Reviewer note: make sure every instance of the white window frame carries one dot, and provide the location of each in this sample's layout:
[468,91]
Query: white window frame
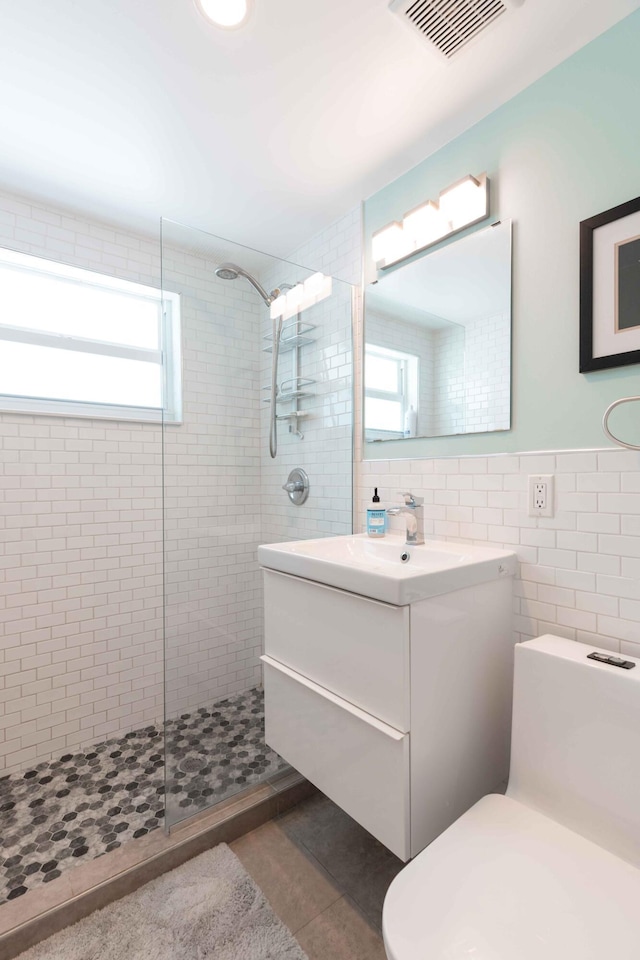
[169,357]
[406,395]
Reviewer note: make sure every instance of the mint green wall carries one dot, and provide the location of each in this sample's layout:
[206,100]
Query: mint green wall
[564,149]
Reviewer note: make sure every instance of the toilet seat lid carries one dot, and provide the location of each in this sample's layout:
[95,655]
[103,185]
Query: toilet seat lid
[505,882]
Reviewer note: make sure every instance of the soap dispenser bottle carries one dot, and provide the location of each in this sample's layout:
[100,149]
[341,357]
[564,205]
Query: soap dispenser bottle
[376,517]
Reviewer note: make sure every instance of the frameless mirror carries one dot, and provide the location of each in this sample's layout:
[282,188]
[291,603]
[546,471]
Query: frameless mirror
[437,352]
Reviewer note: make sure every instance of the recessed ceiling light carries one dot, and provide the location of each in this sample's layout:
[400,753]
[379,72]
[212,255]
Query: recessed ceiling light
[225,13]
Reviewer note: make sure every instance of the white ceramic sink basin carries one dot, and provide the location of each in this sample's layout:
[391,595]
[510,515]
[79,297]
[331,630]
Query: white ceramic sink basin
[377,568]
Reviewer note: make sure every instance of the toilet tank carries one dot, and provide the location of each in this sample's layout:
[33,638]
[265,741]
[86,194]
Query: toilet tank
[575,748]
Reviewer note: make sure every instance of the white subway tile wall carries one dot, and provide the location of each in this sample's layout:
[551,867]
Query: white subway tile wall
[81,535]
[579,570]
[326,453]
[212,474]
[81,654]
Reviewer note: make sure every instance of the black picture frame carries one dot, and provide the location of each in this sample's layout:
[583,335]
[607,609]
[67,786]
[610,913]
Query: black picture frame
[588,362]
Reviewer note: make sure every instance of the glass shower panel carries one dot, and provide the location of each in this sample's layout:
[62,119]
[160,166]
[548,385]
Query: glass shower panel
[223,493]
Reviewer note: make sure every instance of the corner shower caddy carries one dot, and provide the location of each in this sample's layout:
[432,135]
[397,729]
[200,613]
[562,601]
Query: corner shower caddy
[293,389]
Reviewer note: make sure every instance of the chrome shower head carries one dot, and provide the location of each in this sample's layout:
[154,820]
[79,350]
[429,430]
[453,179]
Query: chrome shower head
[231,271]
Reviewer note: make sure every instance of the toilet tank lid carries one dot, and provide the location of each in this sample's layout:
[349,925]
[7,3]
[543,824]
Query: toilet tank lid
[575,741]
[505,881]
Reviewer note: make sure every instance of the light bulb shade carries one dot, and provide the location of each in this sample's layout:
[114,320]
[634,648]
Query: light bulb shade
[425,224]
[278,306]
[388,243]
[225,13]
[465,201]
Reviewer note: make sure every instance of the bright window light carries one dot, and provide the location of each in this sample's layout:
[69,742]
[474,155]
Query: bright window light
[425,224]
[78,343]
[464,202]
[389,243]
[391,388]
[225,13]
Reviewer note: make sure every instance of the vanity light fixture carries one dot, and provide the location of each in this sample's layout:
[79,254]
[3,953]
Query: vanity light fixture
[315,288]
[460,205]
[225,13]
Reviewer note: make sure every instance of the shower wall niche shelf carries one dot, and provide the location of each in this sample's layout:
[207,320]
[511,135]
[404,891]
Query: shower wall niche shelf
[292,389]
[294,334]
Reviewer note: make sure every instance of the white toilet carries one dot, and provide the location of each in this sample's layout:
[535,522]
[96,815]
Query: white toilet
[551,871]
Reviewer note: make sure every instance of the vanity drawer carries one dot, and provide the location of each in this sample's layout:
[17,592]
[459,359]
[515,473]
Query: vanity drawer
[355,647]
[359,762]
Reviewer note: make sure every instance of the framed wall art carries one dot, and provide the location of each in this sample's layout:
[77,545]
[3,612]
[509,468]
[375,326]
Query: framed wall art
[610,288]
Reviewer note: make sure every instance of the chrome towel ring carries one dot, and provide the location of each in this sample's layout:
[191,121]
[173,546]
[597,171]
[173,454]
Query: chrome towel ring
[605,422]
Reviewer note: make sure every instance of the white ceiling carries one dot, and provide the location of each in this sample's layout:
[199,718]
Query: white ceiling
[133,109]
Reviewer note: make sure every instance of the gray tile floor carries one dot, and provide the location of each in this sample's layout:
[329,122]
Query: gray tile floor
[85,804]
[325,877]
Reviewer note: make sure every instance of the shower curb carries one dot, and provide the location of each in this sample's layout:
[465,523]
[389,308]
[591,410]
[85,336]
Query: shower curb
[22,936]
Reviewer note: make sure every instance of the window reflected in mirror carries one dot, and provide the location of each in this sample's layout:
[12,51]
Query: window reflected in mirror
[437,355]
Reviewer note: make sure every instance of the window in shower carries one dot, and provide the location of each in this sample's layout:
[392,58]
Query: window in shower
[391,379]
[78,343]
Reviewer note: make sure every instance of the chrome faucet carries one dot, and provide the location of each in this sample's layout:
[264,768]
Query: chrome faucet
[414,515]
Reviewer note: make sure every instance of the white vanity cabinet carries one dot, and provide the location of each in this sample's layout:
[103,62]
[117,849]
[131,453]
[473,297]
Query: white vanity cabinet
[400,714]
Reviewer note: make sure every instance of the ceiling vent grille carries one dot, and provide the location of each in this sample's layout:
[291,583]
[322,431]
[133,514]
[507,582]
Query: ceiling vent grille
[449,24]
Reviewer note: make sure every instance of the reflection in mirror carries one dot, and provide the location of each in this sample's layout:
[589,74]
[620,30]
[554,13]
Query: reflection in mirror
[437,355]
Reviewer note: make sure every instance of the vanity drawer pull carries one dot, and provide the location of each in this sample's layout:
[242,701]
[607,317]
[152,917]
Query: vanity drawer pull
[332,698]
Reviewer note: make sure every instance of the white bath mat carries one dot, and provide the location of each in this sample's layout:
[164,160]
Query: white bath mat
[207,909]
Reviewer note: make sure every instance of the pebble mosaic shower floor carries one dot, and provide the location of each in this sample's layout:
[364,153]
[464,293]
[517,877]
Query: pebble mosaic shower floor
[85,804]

----------

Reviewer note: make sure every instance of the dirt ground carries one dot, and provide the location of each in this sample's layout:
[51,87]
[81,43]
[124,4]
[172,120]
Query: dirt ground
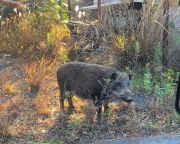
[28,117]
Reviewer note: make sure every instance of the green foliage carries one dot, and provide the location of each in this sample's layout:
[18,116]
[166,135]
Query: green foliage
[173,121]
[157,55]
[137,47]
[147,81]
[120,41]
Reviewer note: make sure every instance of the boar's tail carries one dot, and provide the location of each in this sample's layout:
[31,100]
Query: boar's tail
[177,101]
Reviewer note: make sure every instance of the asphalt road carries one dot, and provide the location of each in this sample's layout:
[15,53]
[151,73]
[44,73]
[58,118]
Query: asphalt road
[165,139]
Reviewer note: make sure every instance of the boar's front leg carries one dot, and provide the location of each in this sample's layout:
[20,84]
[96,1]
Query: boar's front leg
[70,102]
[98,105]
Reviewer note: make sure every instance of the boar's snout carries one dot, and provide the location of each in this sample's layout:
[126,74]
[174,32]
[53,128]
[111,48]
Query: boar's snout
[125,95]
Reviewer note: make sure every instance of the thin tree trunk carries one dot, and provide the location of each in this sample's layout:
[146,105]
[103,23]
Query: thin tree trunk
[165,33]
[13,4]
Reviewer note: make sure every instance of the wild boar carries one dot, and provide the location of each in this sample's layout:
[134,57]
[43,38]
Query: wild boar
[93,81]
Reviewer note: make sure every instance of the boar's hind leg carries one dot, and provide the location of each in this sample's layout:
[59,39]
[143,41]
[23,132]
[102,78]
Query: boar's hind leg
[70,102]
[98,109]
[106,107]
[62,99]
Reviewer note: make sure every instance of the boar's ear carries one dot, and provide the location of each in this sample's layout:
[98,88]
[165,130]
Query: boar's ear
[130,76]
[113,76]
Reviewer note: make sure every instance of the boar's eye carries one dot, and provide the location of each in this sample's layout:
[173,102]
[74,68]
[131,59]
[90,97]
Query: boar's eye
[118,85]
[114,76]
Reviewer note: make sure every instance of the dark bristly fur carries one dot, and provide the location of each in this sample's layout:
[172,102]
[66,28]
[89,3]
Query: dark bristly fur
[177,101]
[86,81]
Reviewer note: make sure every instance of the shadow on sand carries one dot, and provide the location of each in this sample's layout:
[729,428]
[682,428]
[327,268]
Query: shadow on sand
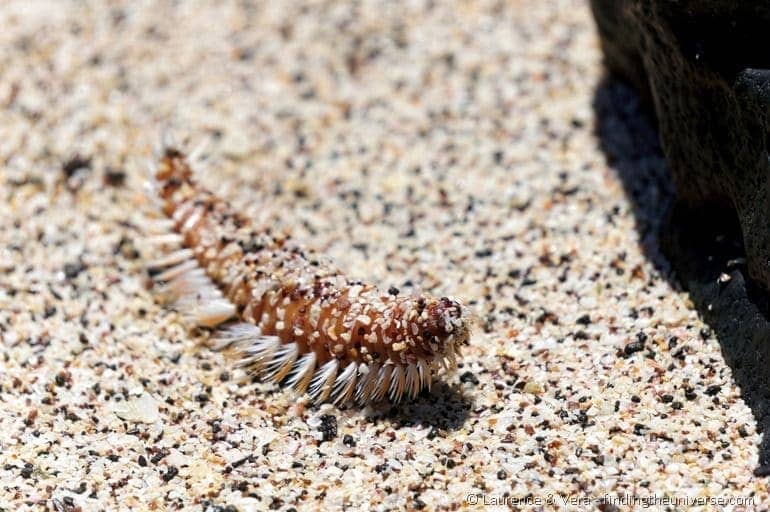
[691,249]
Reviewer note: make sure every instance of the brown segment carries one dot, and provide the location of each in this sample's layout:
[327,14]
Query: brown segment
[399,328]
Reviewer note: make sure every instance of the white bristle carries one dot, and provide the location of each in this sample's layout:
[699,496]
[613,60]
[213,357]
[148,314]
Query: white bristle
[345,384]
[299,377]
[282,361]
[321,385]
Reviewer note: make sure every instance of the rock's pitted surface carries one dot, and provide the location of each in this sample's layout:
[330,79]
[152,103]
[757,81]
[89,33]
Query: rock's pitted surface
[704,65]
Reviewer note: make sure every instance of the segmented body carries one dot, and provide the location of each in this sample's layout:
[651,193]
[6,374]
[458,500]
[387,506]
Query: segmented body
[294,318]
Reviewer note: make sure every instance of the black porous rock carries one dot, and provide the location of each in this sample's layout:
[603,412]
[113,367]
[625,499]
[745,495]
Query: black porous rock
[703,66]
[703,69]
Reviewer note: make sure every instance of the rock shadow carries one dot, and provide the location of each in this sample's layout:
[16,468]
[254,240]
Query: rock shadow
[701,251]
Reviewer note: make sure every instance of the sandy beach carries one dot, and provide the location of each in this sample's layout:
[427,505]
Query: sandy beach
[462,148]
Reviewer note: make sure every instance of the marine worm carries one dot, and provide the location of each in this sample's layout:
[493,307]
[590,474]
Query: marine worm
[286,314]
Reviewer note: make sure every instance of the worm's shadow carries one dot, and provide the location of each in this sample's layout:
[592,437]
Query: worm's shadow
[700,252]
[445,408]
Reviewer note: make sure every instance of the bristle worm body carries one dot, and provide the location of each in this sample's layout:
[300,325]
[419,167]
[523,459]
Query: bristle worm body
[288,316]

----------

## [EXERCISE TASK]
Identify every line in the listing above that contains the word "pull", and copy each of those lines in full.

## [TASK OUTPUT]
Reviewer note: make sure every instance of the vanity drawer pull carries one dot, and provide the location of each in this sample's layout:
Query: vanity drawer pull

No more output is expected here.